Excerpts from bounding box data

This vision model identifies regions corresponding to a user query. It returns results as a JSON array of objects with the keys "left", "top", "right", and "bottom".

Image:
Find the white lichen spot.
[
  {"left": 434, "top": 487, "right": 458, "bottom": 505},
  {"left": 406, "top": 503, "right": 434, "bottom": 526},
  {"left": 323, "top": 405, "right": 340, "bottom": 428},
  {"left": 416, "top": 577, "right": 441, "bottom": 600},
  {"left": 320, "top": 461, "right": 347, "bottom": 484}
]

• [Task requirements]: Can you render every line of the items above as a JSON list of strings, with one string per line and blank lines omitted?

• [The solution]:
[
  "This vision model identifies regions corresponding to a user query. It returns results as a JSON array of objects with the keys \"left\", \"top\", \"right\", and \"bottom\".",
  "Image:",
  "Find the white lichen spot.",
  "[",
  "  {\"left\": 434, \"top\": 487, \"right\": 458, \"bottom\": 505},",
  "  {\"left\": 406, \"top\": 503, \"right\": 434, \"bottom\": 526},",
  "  {\"left\": 323, \"top\": 405, \"right\": 340, \"bottom\": 428},",
  "  {\"left\": 416, \"top\": 577, \"right\": 441, \"bottom\": 600},",
  "  {\"left\": 320, \"top\": 461, \"right\": 347, \"bottom\": 484}",
  "]"
]